- [Reading passage]

*** Begin section ***

I hope you realize that your very personal experience, situation, will be just that. Even similar types of cancer can be radically different from person to person. I don't think you're doing anything at all wrong, but I do hope you will also do everything you need to in order to feel even a smidge better.

I'm sorry that people are so narrow-minded, but I think it will always be thus.

It must be awful to live with the extra fears you have to, in addition to feeling badly. I hope that your treatments result in a full recovery, as much as hoped and more.

You are certainly aware of how precious health and life is. I'm sorry you had to have this experience.

(((hugs)))

I do admire you, though....

Liz
 
All I can say is ((HUGS))...unless someone has actually gone through what you are going through I'm sure we can't totally understand. There is nothing we can say to help you, but we can listen...and I for one will always listen. You are very brave and strong and I think about you often...hang in there!
 
bless you. i cannot know what you are going through because i have not suffered. however, i cared for the love of my life for 21 months and i watched him go through good times, great times, bad times, sad times, horrible times. i can relate a little to your plight because gary had kidney cancer, a relatively rare form of the disease.

*** End section ***

- [Data excerpts]
*** Begin section ***

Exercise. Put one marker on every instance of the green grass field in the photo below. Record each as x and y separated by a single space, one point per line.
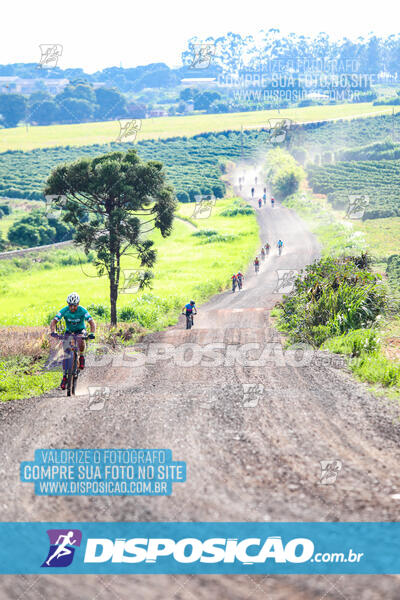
186 266
382 235
22 138
20 208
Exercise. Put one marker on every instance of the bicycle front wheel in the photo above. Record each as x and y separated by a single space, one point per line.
72 375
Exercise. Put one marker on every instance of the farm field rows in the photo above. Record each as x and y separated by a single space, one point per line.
379 181
22 138
187 265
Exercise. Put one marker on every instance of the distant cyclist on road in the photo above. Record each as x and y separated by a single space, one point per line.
74 317
234 282
189 310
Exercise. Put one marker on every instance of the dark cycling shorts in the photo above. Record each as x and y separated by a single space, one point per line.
78 331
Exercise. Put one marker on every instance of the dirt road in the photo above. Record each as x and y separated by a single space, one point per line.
252 453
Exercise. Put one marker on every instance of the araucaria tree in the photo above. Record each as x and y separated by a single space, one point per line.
113 201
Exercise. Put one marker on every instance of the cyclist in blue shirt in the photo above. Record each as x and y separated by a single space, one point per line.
190 309
74 317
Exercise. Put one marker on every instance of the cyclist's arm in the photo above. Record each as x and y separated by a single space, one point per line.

*** End section ***

- [What you will do]
In the messages of support, what type of cancer did Gary have?

- [Task solution]
Kidney cancer